| 任务与练习 |
1. KittyDoc 项目页面提到，该框架在 CPU 上也能保持不错的解析速度。请用一到三句话说明，页面把这一点归因于哪些做法。
2. 请从 KittyDoc 项目页面最后一行之后续写下去。

| 原文选段 |
--- --- ---

# KittyDoc

**Repository Path**: hzkitty/KittyDoc

## Basic Information

- **Project Name**: KittyDoc
- **Description**: A high-performance, open-source PDF data extraction tool. 一站式开源高性能数据提取工具，将 PDF 转换为 Markdown 和 JSON 格式，适合生产线级文档解析。
- **Primary Language**: Unknown
- **License**: Apache-2.0
- **Default Branch**: main
- **Homepage**: None
- **GVP Project**: No

## Statistics

- **Stars**: 22
- **Forks**: 7
- **Created**: 2025-08-24
- **Last Updated**: 2025-10-30

## Categories & Tags

**Categories**: doc-tools

**Tags**: None

## README

# RapidDoc – 高速文档解析系统

## 😺 项目介绍

**RapidDoc 是一个轻量级、专注于文档解析的开源框架，支持 **OCR、版面分析、公式识别、表格识别和阅读顺序恢复** 等多种功能。**

**框架基于 [Mineru](https://github.com/opendatalab/MinerU) 二次开发，移除 VLM，专注于 Pipeline 产线下的高效文档解析，在 CPU 上也能保持不错的解析速度。**

**本项目所使用的核心模型主要来源于 [PaddleOCR](https://github.com/PaddlePaddle/PaddleOCR) 的 [PP-StructureV3](https://www.paddleocr.ai/main/version3.x/pipeline_usage/PP-StructureV3.html) 系列（OCR、版面分析、公式识别、阅读顺序恢复，以及部分表格识别模型），并已全部转换为 ONNX 格式，支持在 CPU/GPU 上高效推理。**

**KittyDoc 已经成为 RapidAI 开源家族成员**

---

> ✨如果该项目对您有帮助，您的star是我不断优化的动力！！！
>
> - [github点击前往](https://github.com/RapidAI/RapidDoc)
> - [gitee点击前往](https://gitee.com/hzkitty/KittyDoc)

--- --- ---

| 提供材料 |

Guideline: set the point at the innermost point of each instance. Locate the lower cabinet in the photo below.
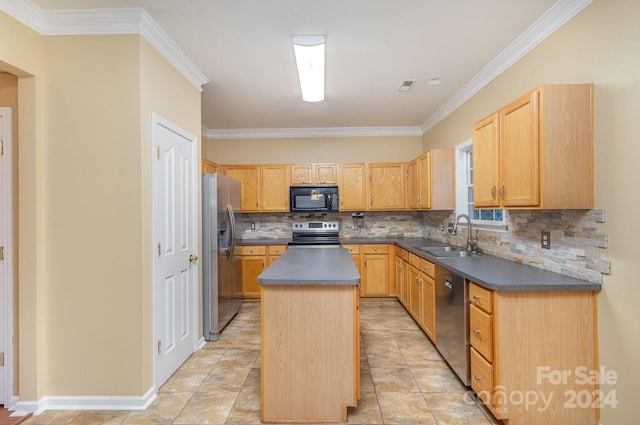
(522, 342)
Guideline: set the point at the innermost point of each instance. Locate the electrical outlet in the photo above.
(545, 240)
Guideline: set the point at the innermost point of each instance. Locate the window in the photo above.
(486, 219)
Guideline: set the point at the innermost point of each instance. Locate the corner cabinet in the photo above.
(542, 343)
(537, 152)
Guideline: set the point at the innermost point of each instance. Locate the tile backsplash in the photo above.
(575, 243)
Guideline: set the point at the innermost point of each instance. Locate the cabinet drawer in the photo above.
(481, 297)
(375, 249)
(482, 377)
(353, 249)
(414, 260)
(428, 268)
(481, 332)
(252, 250)
(277, 249)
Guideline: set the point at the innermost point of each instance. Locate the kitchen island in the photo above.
(310, 337)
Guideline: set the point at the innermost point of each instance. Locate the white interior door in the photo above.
(176, 271)
(6, 266)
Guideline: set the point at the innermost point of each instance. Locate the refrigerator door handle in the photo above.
(232, 235)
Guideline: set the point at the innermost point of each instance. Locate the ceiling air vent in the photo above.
(406, 85)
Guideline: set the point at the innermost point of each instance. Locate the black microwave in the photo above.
(313, 198)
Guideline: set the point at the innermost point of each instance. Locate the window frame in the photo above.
(462, 186)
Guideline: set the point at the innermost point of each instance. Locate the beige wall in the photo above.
(320, 149)
(600, 45)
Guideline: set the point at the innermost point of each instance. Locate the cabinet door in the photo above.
(415, 295)
(325, 173)
(376, 274)
(275, 188)
(386, 186)
(301, 173)
(250, 178)
(486, 162)
(351, 187)
(252, 266)
(519, 156)
(428, 321)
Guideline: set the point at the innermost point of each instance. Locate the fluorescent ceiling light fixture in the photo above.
(309, 51)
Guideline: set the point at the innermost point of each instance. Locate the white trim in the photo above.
(270, 133)
(6, 235)
(86, 403)
(554, 18)
(105, 22)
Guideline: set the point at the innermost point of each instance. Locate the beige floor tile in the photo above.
(106, 417)
(405, 408)
(207, 408)
(246, 409)
(163, 410)
(185, 380)
(225, 379)
(455, 409)
(394, 380)
(367, 412)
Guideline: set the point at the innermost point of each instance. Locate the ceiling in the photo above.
(244, 49)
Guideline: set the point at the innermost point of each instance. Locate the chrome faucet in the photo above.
(471, 244)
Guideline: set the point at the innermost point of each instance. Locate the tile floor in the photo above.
(403, 380)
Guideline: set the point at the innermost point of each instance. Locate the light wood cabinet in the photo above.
(209, 167)
(375, 270)
(352, 187)
(386, 186)
(520, 342)
(253, 261)
(318, 173)
(275, 187)
(537, 152)
(250, 177)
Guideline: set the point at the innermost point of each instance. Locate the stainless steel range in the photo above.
(315, 233)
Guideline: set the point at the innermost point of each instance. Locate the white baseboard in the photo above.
(23, 408)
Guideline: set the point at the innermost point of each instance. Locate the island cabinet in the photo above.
(537, 152)
(309, 337)
(534, 355)
(352, 187)
(386, 186)
(318, 173)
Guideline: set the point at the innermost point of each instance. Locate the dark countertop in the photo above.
(486, 270)
(315, 265)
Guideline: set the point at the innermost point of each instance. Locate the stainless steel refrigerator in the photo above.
(221, 283)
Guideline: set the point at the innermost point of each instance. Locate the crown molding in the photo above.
(105, 22)
(273, 133)
(554, 18)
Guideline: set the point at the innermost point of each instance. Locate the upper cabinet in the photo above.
(386, 185)
(432, 180)
(314, 174)
(250, 177)
(352, 190)
(537, 152)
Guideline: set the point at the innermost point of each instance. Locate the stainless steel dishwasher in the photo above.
(452, 322)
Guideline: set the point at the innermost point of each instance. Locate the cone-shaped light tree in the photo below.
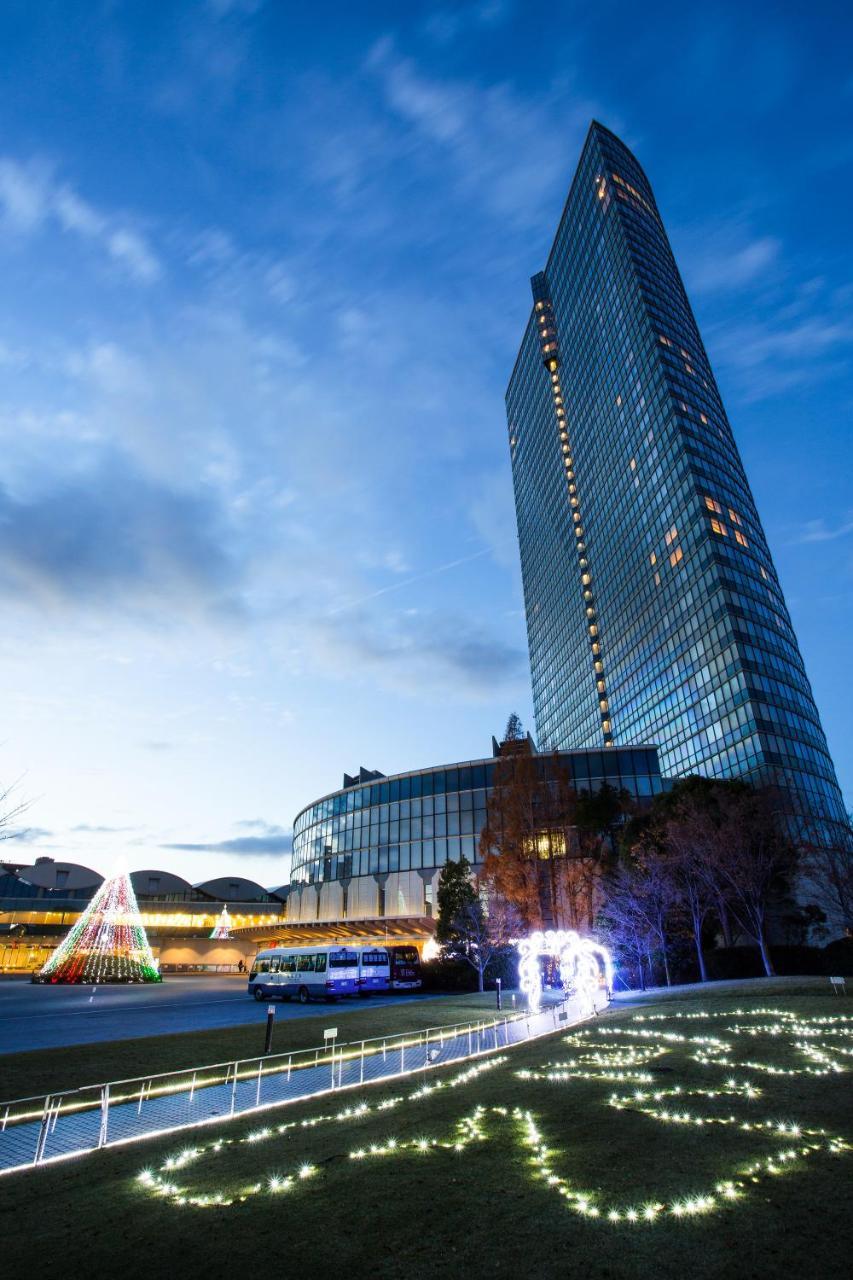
(108, 944)
(222, 928)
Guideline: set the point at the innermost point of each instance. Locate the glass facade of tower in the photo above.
(652, 604)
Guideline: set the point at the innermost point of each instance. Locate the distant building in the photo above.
(652, 603)
(365, 868)
(40, 903)
(366, 858)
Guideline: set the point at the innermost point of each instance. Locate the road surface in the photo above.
(36, 1016)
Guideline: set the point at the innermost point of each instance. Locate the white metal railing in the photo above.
(73, 1121)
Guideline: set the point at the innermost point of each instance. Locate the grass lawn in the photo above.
(542, 1162)
(45, 1069)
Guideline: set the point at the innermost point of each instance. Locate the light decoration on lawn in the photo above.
(222, 928)
(583, 964)
(108, 942)
(603, 1054)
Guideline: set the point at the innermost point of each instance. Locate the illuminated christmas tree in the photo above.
(108, 944)
(222, 928)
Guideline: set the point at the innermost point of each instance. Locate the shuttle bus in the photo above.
(374, 970)
(405, 969)
(323, 972)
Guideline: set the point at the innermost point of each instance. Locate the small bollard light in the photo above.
(270, 1023)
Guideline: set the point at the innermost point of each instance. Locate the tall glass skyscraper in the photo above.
(653, 609)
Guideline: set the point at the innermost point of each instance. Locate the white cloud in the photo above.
(31, 200)
(817, 531)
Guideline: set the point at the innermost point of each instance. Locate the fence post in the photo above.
(105, 1115)
(42, 1132)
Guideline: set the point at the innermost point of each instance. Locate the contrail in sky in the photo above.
(407, 581)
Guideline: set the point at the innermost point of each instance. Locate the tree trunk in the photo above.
(765, 951)
(666, 964)
(699, 952)
(725, 924)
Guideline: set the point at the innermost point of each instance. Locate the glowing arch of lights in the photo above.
(583, 963)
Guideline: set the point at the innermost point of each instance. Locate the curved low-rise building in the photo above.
(368, 856)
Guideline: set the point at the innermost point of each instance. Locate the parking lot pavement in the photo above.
(36, 1016)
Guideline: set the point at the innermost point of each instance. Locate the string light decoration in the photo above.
(106, 945)
(583, 964)
(606, 1054)
(222, 928)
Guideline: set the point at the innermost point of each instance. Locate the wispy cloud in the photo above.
(272, 842)
(819, 531)
(31, 200)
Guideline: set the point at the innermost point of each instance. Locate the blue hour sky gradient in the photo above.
(264, 277)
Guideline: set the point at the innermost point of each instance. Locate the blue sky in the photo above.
(264, 280)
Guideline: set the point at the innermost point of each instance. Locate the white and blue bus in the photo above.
(324, 972)
(374, 970)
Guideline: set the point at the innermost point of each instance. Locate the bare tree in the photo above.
(826, 862)
(755, 860)
(10, 810)
(624, 922)
(473, 927)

--- --- ---

| 书面答案 |
1. 框架在 MinerU 的基础上二次开发，移除了 VLM，专注于 Pipeline 产线下的高效文档解析。此外，所用的核心模型已全部转换为 ONNX 格式，支持在 CPU/GPU 上高效推理。

2.
## 👏 项目特点

- **OCR 识别**
  - 使用 [RapidOCR](https://github.com/RapidAI/RapidOCR) 支持多种推理引擎
  - CPU 下默认使用 OpenVINO，GPU 下默认使用 torch
  
- **版面识别**
  - 模型使用 `PP-DocLayout` 系列 ONNX 模型（plus-L、L、M、S）
    - **PP-DocLayout_plus-L**：效果最好，速度稍慢，默认使用 
    - **PP-DocLayout-L**：速度快，效果也不错
    - **PP-DocLayout-S**：速度极快，存在部分漏检

- **公式识别**
  - 使用 `PP-FormulaNet_plus` 系列 ONNX 模型（L、M、S）
    - **PP-FormulaNet_plus-L**：速度慢，支持onnx  
    - **PP-FormulaNet_plus-M**：默认使用，支持onnx和torch    
    - **PP-FormulaNet_plus-S**：速度最快，支持onnx，复杂公式精度不够
  - 支持配置只识别行间公式
  - cuda环境，默认使用torch推理，公式模型onnx gpu推理会报错，暂时无人解决 [PaddleOCR/issues/15125](https://github.com/PaddlePaddle/PaddleOCR/issues/15125), [PaddleX/issues/4238](https://github.com/PaddlePaddle/PaddleX/issues/4238), [Paddle2ONNX/issues/1593](https://github.com/PaddlePaddle/Paddle2ONNX/issues/1593)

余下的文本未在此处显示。